Return each line from the items below that contains the string "mountain", copying every matching line in full.

□ □ □ □ □

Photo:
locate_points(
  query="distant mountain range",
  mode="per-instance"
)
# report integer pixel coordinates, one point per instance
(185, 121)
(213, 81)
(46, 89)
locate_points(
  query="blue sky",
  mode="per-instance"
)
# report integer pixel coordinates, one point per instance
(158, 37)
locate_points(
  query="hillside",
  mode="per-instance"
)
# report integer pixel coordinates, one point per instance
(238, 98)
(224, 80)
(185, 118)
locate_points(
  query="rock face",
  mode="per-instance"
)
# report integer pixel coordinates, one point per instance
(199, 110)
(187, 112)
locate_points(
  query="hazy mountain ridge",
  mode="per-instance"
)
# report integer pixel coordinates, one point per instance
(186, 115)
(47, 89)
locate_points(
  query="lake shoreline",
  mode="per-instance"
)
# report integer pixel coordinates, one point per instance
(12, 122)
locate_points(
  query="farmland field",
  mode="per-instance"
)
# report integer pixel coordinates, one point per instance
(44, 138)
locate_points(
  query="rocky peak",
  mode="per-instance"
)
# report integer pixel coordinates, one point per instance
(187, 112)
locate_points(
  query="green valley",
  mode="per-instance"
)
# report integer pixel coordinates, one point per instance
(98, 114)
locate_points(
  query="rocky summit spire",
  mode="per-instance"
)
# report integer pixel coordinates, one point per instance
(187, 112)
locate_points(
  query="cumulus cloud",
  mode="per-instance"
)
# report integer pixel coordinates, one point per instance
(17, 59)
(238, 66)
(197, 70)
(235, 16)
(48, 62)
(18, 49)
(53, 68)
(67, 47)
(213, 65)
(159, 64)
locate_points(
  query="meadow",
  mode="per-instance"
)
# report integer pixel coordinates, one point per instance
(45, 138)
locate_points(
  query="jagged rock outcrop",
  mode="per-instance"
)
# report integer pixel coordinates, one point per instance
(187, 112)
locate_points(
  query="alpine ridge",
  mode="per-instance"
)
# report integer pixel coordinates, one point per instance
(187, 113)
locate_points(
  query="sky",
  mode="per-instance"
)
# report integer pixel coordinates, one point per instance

□ □ □ □ □

- _The completed task_:
  query="distant mountain range",
  query="hazy mountain ridge",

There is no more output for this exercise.